**Challenge:** List every videogame platform that the excerpt on two-sided markets names as an example.
--- begin Document text ---
More Resources

Two-sided markets: a progress report.


by Rochet, Jean-Charles^Tirole, Jean
RAND Journal of Economics • Autumn, 2006 •

We provide a road map to the burgeoning literature on two-sided markets and present new results. We identify two-sided markets with markets in which the structure, and not only the level of prices charged by platforms, matters. The failure of the Coase theorem is necessary but not sufficient for two-sidedness. We build a model integrating usage and membership externalities that unifies two hitherto disparate strands of the literature emphasizing either form of externality, and obtain new results on the mix of membership and usage charges when price setting or bargaining determine payments between end-users.

1. Introduction

[] Two-sided (or, more generally, multi-sided (1)) markets are roughly defined as markets in which one or several platforms enable interactions between end-users and try to get the two (or multiple) sides "on board" by appropriately charging each side. That is, platforms court each side while attempting to make, or at least not lose, money overall.

Examples of two-sided markets readily come to mind. Videogame platforms, such as Atari, Nintendo, Sega, Sony Play Station, and Microsoft X-Box, need to attract gamers in order to persuade game developers to design or port games to their platform, and they need games to induce gamers to buy and use their videogame console. Software producers court both users and application developers, client and server sides, or readers and writers. Portals, TV networks, and newspapers compete for advertisers as well as "eyeballs" And payment card systems need to attract both merchants and cardholders. There are many other two-sided markets of interest (2) only a few of which will be mentioned in this article.
--- end Document text ---
--- begin Provided data ---
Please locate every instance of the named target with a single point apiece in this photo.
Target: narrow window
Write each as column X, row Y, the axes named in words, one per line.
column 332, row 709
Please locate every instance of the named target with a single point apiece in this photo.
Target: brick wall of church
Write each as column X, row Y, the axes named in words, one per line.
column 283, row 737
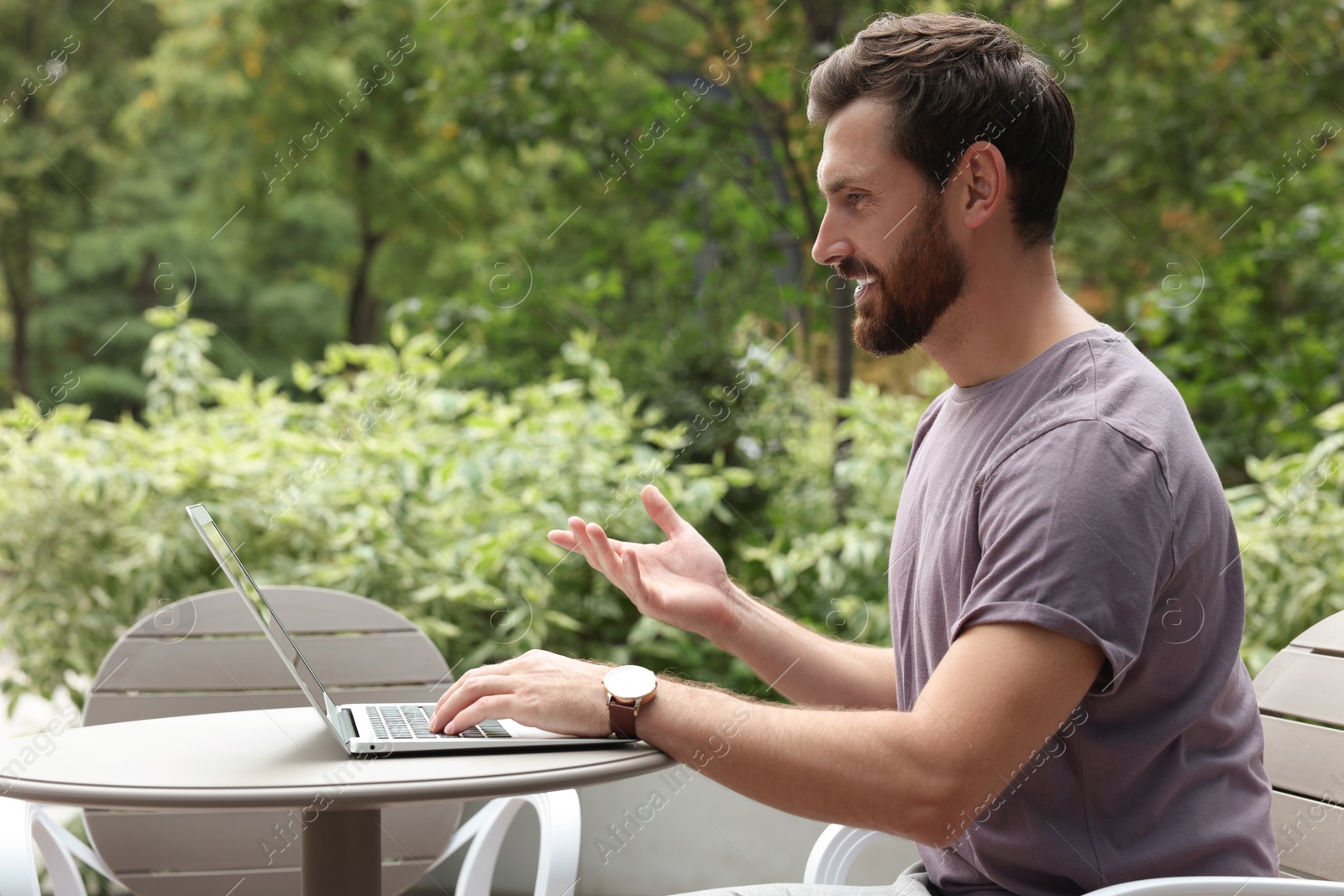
--- end Provided data ---
**Expected answer:** Atari, Nintendo, Sega, Sony Play Station, Microsoft X-Box